Starting at the line that holds "Where can the stacked", restate every line word for word up to and including the last one in the listing below, and omit all pictures.

Data records section start

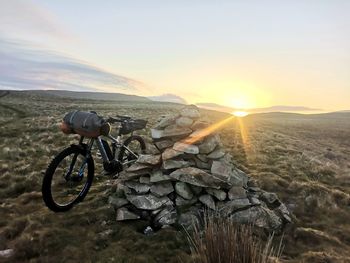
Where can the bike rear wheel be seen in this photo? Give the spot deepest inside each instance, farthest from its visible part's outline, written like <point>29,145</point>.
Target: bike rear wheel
<point>67,179</point>
<point>137,145</point>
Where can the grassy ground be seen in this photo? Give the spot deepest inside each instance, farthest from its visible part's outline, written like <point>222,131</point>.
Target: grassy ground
<point>306,160</point>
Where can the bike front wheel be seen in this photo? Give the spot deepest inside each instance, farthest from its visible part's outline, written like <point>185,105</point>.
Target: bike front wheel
<point>67,179</point>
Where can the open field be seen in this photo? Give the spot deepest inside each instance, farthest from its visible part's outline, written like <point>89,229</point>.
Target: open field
<point>304,159</point>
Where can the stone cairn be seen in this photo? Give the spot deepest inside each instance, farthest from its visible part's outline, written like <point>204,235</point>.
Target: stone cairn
<point>186,172</point>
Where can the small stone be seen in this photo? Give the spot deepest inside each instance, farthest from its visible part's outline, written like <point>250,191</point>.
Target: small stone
<point>170,153</point>
<point>217,154</point>
<point>158,176</point>
<point>237,192</point>
<point>259,216</point>
<point>283,211</point>
<point>125,175</point>
<point>184,122</point>
<point>171,131</point>
<point>152,149</point>
<point>144,179</point>
<point>190,111</point>
<point>200,125</point>
<point>117,202</point>
<point>209,144</point>
<point>156,134</point>
<point>174,164</point>
<point>122,190</point>
<point>179,201</point>
<point>198,177</point>
<point>202,165</point>
<point>219,194</point>
<point>148,231</point>
<point>161,145</point>
<point>162,188</point>
<point>138,187</point>
<point>137,167</point>
<point>6,253</point>
<point>187,148</point>
<point>183,190</point>
<point>196,189</point>
<point>208,201</point>
<point>149,159</point>
<point>166,121</point>
<point>148,202</point>
<point>270,198</point>
<point>125,214</point>
<point>234,205</point>
<point>202,157</point>
<point>189,219</point>
<point>166,217</point>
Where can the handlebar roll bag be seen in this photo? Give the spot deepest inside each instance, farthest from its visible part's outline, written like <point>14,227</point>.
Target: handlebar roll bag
<point>87,124</point>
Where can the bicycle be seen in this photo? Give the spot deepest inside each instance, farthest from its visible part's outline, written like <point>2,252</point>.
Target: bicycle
<point>69,176</point>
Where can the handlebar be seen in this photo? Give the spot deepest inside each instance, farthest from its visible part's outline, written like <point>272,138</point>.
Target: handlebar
<point>119,118</point>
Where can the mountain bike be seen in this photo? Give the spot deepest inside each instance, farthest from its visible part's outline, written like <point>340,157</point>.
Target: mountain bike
<point>69,176</point>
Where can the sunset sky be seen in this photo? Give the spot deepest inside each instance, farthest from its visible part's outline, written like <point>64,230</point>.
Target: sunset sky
<point>242,54</point>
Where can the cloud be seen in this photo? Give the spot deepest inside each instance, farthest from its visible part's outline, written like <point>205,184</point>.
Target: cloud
<point>26,19</point>
<point>24,66</point>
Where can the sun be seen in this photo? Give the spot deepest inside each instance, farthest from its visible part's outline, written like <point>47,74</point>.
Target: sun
<point>240,113</point>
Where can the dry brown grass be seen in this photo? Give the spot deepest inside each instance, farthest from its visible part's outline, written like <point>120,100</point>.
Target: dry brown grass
<point>221,240</point>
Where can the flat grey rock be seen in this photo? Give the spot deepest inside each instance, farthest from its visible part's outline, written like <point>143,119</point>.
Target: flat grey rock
<point>196,189</point>
<point>166,121</point>
<point>190,111</point>
<point>148,202</point>
<point>163,144</point>
<point>117,202</point>
<point>187,148</point>
<point>183,190</point>
<point>198,177</point>
<point>237,192</point>
<point>138,187</point>
<point>145,179</point>
<point>137,167</point>
<point>149,159</point>
<point>202,165</point>
<point>162,188</point>
<point>179,201</point>
<point>216,154</point>
<point>208,201</point>
<point>184,122</point>
<point>124,214</point>
<point>6,253</point>
<point>158,176</point>
<point>209,144</point>
<point>156,134</point>
<point>176,132</point>
<point>218,194</point>
<point>174,164</point>
<point>170,153</point>
<point>258,216</point>
<point>200,125</point>
<point>165,217</point>
<point>234,205</point>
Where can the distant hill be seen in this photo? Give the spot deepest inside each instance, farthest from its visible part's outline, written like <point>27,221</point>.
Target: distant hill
<point>87,95</point>
<point>168,98</point>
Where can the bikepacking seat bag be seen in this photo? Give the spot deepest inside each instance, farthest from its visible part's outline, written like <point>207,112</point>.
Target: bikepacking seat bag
<point>87,124</point>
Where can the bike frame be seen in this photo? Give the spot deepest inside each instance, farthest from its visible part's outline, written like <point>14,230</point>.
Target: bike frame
<point>118,142</point>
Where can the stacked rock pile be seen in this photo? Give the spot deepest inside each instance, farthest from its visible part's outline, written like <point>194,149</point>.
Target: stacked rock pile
<point>188,172</point>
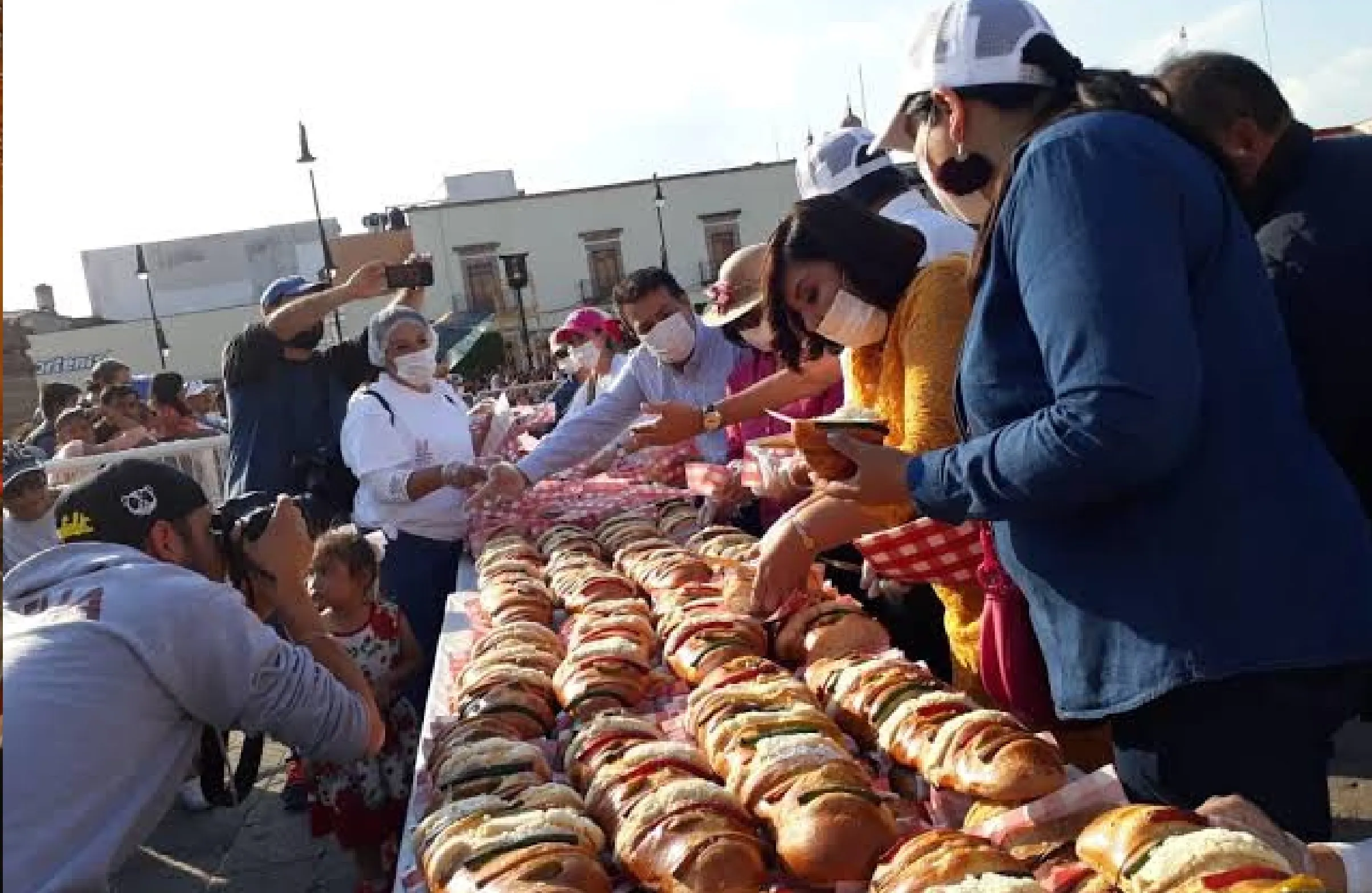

Data records section end

:: Written solution ::
Where can the stacked rock pile be seen in this photo? Give the spot deepest inside each instance, farthest from its visible part's outline, written like <point>194,149</point>.
Target: stacked rock pile
<point>188,172</point>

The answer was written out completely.